• [WORK TASK 1]
Answer these questions from the blog post.
(a) In what year was the writer last admitted to a hospital?
(b) Why was the writer in the hospital at that time?
(c) Between which two places was the writer driving on a two lane highway?
• [WORK TASK 2]
Copy the passage of the blog post between "Travels, Travails and" and "as a supplement).", inclusive.

• [TEXT SEGMENT]
···

Travels, Travails and Terrors of Northern California from an Off Grid, Green Perspective
Saturday, April 4, 2015
My First World Hospitalization
It has been about 48 years since I was last admitted to a hospital. Back then, in 1967, hospitals had "Wards". I was just a kid, in the hospital to have my tonsils out. A common practice back then---and since I never have sore throats, perhaps not a bad practice. I know in these days where anything natural is worshipped and Turmeric is the new Ibuprofen (except you don't really know what is in the Turmeric because of the lack of standards; one study showed a high percentage of mouse shit in Turmeric pills sold as a supplement).
I digress.
The last time I was a patient in a hospital, I was placed overnight in a children's ward. There must have been five or six kids in that room. I remember lying in the bed, looking across what seemed like a massive expanse of a room, really almost like a gymnasium---looking at the back of a television set of the kid across the room from me. I guess hospitals wanted to make money back then too, so your parents could rent you a TV to watch while you recovered from your ailment. I remember feeling sorry for myself that my parents were too poor to rent me a TV and I so desperately wanted to see what the rich-kid-who-must-have-been-loved-a-whole-lot-more-than-me, was watching.
That room way back then was utilitarian. If you think about it, the nurse working that unit didn't have to walk 15,000 steps in a shift to take care of us. We were all right there.
Fast forward 48 years. I am driving on a lonely two lane highway between Chico and Corning. As has happened three times in the last ten months, I heard a rush in my ears. Then, slowly, like a tilt-a-whirl just starting to spin, the world starts to revolve.

···

Referring expression pointing data:
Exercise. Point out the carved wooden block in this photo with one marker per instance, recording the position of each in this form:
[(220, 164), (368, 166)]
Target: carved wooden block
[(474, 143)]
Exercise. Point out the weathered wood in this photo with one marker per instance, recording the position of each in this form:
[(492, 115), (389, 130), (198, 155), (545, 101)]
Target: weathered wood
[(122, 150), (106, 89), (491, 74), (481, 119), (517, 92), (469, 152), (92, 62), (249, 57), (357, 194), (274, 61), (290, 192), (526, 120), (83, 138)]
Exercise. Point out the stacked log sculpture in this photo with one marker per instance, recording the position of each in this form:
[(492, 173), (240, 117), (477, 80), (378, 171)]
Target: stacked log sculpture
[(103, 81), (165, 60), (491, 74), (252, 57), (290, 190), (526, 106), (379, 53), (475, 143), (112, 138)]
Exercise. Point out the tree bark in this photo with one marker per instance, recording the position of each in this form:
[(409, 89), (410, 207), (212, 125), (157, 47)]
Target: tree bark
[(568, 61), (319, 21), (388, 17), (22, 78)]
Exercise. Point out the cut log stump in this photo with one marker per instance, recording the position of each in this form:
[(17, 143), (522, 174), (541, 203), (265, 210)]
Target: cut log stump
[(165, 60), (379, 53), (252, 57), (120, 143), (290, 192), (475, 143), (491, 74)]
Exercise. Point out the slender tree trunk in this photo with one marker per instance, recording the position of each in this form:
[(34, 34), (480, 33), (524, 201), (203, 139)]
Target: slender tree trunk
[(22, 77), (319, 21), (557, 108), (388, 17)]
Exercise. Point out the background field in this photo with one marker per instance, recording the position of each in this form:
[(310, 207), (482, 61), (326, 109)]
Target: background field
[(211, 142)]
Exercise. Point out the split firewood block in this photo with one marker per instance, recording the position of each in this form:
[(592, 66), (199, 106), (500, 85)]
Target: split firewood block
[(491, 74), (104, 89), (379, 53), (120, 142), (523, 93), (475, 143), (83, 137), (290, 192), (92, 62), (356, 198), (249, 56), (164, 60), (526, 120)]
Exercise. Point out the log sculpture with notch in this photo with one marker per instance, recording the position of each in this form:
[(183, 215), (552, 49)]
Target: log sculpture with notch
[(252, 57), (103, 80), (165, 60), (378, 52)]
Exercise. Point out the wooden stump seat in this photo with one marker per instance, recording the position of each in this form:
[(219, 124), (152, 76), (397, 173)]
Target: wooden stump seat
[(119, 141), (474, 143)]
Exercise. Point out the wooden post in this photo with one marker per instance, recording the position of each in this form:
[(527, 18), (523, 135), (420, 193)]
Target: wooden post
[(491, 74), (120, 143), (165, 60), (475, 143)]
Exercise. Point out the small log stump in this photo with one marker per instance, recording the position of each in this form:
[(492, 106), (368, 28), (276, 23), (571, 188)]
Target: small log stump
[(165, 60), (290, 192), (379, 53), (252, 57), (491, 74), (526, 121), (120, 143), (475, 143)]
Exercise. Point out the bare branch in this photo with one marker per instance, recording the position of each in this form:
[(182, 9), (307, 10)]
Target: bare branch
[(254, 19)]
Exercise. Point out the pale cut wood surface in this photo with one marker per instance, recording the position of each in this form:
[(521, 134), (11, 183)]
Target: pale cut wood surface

···

• [ANSWER AREA 1]
(a) 1967
(b) To have tonsils out
(c) Chico and Corning

• [ANSWER AREA 2]
Travels, Travails and Terrors of Northern California from an Off Grid, Green Perspective
Saturday, April 4, 2015
My First World Hospitalization
It has been about 48 years since I was last admitted to a hospital. Back then, in 1967, hospitals had "Wards". I was just a kid, in the hospital to have my tonsils out. A common practice back then---and since I never have sore throats, perhaps not a bad practice. I know in these days where anything natural is worshipped and Turmeric is the new Ibuprofen (except you don't really know what is in the Turmeric because of the lack of standards; one study showed a high percentage of mouse shit in Turmeric pills sold as a supplement).